* Actions to take
• A. Summarize the MAX limitations passage in two sentences.
• B. Print the portion of the MAX limitations passage starting at "MAX Serving inputs/outputs" and ending at "for PyTorch BERT.".

* Source passage
----

Glibc 2.32 and newer reserve 128 bytes of surplus static TLS for modules that require it (more detail), so this should not be a problem on systems with glibc >= 2.32, such as Ubuntu 22.04.

MAX Serving inputs/outputs must be tensors

MAX Serving does not support model inputs/outputs as a dictionary or any other collection type; you must use tensors.

When converting a PyTorch model to TorchScript format, you must disable dictionary formats in the model configuration. For example:

model = AutoModelForSequenceClassification.from_pretrained(HF_MODEL_NAME)
model.config.return_dict = False

For more detail, see this example for PyTorch BERT.

MAX Engine can't load multiple model formats

MAX Engine does not allow you to load models with different formats in the same inference session or server instance. For example, you can't load one model from PyTorch and then another one from ONNX. Doing so results in a failed to load error.

Currently, if you want to load a different model format, you must restart the process with MAX Engine or restart MAX Serving (the Triton server).

MAX Engine Mojo API symbol lookup error

Importing the Python torch packages—or other libraries that transitively import them (such as transformers)—does not interoperate with the max.engine Mojo library. Importing these together might result in a symbol resolution error message that starts with mojo: symbol lookup error.

----

* Excerpted records
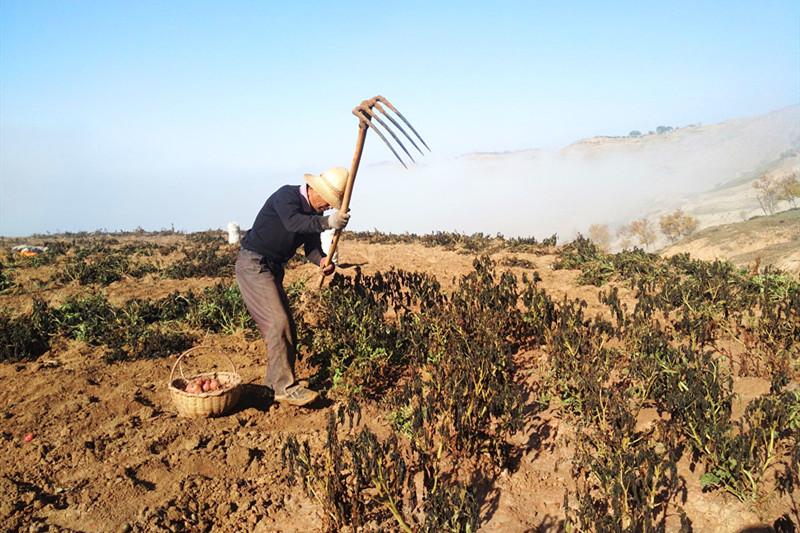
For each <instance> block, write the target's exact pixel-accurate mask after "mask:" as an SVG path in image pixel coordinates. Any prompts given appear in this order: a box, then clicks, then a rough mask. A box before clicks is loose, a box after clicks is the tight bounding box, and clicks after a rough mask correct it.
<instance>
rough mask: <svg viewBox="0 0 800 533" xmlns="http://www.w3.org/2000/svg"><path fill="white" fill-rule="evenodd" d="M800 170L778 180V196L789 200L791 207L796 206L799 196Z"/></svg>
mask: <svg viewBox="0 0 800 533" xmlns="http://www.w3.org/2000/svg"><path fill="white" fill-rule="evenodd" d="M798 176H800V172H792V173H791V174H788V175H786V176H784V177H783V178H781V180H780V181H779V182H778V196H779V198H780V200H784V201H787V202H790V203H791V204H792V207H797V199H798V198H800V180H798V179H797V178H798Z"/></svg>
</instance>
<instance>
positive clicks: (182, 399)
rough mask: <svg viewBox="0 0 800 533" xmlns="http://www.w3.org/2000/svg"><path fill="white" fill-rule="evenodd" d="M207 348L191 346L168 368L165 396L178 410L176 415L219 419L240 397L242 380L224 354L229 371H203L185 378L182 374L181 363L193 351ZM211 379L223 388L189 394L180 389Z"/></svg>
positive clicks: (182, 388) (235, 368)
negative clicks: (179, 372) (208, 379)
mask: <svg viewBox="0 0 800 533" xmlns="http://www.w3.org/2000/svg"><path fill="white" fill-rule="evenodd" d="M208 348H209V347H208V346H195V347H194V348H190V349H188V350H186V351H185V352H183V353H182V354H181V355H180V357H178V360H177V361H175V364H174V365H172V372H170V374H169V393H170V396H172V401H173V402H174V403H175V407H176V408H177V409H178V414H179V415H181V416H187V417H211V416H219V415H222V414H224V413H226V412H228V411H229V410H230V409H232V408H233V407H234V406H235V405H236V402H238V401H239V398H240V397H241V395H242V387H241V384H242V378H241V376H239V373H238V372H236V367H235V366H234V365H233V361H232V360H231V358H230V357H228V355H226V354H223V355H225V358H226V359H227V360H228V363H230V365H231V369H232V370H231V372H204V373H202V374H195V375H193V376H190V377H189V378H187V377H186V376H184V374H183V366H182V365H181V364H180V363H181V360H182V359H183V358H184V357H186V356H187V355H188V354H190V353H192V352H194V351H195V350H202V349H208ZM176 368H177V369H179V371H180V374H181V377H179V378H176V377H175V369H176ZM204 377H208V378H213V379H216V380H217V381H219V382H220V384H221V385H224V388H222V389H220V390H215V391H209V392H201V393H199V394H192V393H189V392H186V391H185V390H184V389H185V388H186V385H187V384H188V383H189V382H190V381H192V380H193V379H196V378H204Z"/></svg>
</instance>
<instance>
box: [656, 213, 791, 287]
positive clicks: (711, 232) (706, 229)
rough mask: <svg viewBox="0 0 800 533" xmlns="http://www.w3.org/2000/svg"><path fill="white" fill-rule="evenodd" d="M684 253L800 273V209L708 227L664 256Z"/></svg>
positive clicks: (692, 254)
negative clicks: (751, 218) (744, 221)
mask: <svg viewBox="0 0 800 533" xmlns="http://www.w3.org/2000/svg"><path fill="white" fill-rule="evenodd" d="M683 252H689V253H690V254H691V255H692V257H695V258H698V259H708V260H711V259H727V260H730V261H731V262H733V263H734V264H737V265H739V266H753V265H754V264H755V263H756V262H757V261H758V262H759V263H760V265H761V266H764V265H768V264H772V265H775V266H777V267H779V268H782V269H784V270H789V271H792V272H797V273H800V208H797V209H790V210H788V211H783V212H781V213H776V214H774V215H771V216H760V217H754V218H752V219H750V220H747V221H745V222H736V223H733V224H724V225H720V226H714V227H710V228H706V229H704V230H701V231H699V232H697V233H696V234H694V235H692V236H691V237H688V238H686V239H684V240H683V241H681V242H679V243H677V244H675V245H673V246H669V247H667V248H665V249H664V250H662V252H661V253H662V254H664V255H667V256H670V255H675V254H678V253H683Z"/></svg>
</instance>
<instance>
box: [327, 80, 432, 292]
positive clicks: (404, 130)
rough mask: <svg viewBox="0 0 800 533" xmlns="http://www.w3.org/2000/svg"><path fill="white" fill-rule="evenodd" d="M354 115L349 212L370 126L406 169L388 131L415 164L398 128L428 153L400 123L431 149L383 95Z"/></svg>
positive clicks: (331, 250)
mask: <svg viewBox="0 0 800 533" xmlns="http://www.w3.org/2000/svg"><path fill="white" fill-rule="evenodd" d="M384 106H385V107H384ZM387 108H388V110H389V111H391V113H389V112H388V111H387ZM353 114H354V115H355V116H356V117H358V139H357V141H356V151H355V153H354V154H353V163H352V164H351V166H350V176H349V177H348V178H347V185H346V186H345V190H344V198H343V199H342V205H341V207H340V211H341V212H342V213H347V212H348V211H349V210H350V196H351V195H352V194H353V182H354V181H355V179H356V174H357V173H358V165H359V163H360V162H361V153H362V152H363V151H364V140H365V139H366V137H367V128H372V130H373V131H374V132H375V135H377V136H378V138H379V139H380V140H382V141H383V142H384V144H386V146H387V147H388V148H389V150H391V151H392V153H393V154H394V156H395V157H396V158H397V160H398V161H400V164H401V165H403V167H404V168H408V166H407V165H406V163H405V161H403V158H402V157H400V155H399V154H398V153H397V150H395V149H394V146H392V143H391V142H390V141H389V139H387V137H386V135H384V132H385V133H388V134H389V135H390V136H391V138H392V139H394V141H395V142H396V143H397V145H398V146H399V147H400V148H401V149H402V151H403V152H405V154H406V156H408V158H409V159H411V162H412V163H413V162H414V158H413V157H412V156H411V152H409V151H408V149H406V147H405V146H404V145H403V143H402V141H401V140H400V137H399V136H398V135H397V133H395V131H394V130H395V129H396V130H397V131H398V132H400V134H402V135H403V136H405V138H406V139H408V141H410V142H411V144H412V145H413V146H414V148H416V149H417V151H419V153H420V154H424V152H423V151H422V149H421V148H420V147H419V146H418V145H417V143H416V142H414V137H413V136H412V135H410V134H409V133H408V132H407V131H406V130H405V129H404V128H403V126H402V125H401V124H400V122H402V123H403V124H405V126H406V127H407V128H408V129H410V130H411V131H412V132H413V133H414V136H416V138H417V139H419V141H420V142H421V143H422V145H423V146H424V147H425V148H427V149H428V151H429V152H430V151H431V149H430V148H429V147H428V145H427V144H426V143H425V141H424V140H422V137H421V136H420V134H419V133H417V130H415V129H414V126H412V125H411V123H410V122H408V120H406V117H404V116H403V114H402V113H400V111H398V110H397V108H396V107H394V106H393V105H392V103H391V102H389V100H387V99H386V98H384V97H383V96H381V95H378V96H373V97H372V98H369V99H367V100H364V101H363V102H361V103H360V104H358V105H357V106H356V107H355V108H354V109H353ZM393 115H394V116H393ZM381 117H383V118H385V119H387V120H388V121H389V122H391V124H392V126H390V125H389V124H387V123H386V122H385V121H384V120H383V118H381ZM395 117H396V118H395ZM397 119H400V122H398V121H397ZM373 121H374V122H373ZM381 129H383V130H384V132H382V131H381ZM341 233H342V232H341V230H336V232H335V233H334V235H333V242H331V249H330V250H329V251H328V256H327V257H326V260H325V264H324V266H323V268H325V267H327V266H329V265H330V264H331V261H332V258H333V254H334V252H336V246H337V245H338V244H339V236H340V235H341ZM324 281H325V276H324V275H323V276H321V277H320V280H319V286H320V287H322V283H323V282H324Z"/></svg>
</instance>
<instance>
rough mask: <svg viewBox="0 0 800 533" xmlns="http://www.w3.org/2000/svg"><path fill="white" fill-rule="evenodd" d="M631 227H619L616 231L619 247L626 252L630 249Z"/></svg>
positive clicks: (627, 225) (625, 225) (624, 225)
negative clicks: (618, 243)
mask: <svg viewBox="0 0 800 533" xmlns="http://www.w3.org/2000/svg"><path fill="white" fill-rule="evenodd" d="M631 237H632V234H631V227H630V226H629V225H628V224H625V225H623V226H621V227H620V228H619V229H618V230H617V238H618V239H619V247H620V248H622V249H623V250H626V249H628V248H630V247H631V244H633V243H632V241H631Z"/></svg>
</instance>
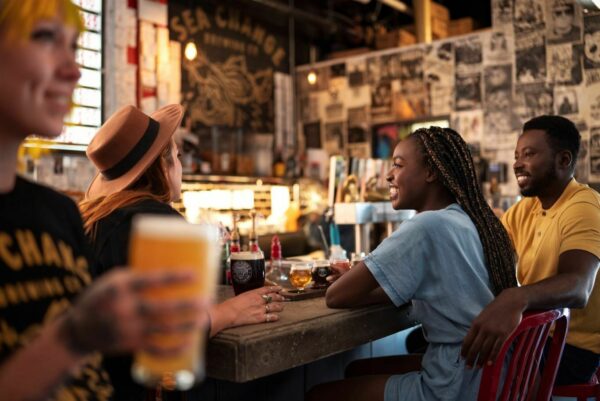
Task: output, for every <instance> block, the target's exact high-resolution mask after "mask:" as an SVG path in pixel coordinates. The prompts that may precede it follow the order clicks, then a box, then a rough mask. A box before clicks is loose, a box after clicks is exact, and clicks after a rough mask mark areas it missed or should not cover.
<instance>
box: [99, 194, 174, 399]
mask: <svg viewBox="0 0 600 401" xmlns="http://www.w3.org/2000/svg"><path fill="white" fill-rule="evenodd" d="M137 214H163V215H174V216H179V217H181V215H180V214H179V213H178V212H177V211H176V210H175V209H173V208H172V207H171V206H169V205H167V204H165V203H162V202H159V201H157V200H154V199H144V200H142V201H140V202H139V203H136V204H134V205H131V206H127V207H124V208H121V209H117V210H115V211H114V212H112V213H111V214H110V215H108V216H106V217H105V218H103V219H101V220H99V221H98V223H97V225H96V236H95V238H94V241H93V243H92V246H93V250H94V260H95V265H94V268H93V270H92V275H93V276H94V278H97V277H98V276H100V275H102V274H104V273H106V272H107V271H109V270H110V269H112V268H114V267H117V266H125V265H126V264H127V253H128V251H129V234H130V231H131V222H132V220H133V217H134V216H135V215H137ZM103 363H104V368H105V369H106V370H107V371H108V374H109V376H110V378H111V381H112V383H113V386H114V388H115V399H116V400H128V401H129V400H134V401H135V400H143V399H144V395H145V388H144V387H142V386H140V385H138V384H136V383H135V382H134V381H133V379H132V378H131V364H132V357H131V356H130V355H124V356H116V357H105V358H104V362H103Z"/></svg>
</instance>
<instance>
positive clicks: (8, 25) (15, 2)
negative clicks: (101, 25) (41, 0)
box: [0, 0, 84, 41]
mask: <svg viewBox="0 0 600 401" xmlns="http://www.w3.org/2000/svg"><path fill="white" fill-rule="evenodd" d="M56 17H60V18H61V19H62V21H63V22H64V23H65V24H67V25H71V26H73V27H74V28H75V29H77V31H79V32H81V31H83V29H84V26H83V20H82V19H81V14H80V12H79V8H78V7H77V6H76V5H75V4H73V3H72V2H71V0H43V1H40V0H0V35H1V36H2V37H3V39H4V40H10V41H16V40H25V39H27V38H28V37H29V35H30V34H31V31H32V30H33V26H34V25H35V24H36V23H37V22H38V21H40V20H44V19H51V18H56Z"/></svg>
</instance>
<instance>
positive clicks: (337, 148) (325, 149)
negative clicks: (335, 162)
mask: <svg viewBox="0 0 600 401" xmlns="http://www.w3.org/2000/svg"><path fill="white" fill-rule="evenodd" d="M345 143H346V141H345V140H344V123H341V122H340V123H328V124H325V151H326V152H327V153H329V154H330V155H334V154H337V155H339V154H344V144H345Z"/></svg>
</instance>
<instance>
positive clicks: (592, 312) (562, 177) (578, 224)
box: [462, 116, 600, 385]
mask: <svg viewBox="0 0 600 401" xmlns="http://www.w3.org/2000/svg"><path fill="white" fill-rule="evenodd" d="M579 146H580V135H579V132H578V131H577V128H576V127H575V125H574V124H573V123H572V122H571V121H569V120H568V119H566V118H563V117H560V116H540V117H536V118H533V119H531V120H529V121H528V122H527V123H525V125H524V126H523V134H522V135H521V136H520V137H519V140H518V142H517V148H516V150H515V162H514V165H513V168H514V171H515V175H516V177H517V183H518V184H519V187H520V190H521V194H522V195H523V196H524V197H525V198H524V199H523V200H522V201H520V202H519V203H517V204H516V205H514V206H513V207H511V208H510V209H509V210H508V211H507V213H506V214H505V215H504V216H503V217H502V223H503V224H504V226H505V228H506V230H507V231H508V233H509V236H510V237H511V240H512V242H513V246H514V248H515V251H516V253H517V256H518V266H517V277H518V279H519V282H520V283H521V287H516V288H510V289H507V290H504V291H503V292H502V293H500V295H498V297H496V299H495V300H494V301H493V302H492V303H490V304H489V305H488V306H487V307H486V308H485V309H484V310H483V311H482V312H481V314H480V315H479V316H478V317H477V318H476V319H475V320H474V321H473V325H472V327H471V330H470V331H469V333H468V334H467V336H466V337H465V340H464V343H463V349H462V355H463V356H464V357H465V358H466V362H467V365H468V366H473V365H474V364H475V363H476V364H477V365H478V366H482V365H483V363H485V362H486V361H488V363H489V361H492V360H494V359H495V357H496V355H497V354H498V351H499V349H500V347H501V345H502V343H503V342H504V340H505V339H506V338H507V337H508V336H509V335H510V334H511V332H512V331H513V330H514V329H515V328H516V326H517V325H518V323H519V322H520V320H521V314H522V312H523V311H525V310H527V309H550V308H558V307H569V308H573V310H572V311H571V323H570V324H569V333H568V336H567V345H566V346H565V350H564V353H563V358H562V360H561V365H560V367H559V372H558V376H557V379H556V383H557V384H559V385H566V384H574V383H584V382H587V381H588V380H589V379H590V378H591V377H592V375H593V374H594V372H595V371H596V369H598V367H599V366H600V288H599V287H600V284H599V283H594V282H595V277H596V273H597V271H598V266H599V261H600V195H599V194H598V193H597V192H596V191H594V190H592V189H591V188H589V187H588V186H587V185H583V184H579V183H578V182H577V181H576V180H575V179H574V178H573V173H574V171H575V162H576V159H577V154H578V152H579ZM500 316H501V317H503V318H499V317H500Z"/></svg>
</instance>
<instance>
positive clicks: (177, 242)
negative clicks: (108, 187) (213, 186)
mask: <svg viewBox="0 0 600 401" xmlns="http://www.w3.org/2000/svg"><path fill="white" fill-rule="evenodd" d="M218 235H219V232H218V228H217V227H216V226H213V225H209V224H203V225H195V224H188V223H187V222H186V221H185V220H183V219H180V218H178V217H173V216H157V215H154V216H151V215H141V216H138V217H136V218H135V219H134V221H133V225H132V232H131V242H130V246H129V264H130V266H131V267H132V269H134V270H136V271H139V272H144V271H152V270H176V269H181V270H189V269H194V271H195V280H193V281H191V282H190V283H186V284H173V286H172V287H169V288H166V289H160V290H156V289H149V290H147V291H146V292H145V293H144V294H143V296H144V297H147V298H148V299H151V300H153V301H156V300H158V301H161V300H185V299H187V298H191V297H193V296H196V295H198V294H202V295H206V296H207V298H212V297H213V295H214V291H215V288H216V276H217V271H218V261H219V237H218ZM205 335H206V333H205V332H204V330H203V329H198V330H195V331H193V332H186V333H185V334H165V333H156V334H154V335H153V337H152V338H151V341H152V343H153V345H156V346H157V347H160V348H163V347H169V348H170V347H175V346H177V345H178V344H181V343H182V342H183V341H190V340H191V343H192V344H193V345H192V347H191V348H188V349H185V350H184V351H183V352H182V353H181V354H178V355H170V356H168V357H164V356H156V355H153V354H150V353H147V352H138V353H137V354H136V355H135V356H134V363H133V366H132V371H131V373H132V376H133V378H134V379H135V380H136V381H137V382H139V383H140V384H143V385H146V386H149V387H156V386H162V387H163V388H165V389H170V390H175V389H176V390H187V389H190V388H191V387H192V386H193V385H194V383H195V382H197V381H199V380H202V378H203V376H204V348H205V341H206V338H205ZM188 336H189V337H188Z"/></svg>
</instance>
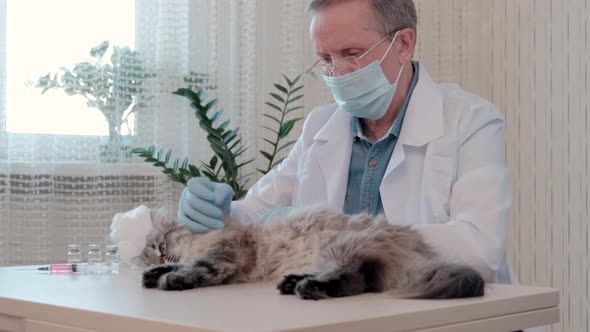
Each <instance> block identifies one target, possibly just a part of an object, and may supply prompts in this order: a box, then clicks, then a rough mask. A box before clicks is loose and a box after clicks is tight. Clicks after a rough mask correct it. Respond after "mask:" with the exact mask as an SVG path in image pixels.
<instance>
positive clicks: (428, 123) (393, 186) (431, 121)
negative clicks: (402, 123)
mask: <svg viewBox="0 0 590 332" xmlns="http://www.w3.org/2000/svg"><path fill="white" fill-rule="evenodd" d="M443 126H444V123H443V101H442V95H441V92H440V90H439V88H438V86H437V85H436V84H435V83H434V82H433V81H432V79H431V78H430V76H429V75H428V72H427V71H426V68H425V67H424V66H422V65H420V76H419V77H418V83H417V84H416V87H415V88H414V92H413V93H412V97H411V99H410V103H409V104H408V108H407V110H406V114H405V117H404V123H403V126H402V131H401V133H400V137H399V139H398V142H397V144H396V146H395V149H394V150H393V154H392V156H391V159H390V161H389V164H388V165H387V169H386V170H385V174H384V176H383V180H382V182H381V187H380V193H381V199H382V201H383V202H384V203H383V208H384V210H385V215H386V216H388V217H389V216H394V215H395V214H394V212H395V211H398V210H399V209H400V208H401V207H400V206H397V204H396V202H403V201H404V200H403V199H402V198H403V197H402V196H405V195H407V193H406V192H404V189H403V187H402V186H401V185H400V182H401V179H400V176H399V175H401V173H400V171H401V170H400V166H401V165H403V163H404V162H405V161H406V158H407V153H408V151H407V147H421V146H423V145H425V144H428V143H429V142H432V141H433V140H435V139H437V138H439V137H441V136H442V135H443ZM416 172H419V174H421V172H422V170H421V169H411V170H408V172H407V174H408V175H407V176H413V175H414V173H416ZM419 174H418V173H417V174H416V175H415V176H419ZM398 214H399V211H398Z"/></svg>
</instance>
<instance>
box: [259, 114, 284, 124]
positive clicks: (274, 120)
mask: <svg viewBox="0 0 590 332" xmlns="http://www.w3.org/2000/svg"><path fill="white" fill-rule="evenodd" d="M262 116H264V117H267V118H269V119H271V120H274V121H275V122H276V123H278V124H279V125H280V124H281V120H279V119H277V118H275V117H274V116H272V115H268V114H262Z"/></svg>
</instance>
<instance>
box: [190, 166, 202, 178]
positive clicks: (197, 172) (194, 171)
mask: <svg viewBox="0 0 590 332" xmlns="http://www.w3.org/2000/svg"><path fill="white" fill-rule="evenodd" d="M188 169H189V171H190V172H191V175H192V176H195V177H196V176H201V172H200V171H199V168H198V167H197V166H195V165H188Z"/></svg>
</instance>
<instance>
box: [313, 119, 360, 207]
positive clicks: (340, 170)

----

* Task-by-task outputs
• A. MAX Serving accepts only tensors as model inputs and outputs, not dictionaries or other collection types, and dictionary formats must be disabled when a PyTorch model is converted to TorchScript. MAX Engine can't load models of different formats in the same inference session or server instance, and importing Python torch packages together with the max.engine Mojo library might produce a symbol lookup error.

• B.
MAX Serving inputs/outputs must be tensors

MAX Serving does not support model inputs/outputs as a dictionary or any other collection type; you must use tensors.

When converting a PyTorch model to TorchScript format, you must disable dictionary formats in the model configuration. For example:

model = AutoModelForSequenceClassification.from_pretrained(HF_MODEL_NAME)
model.config.return_dict = False

For more detail, see this example for PyTorch BERT.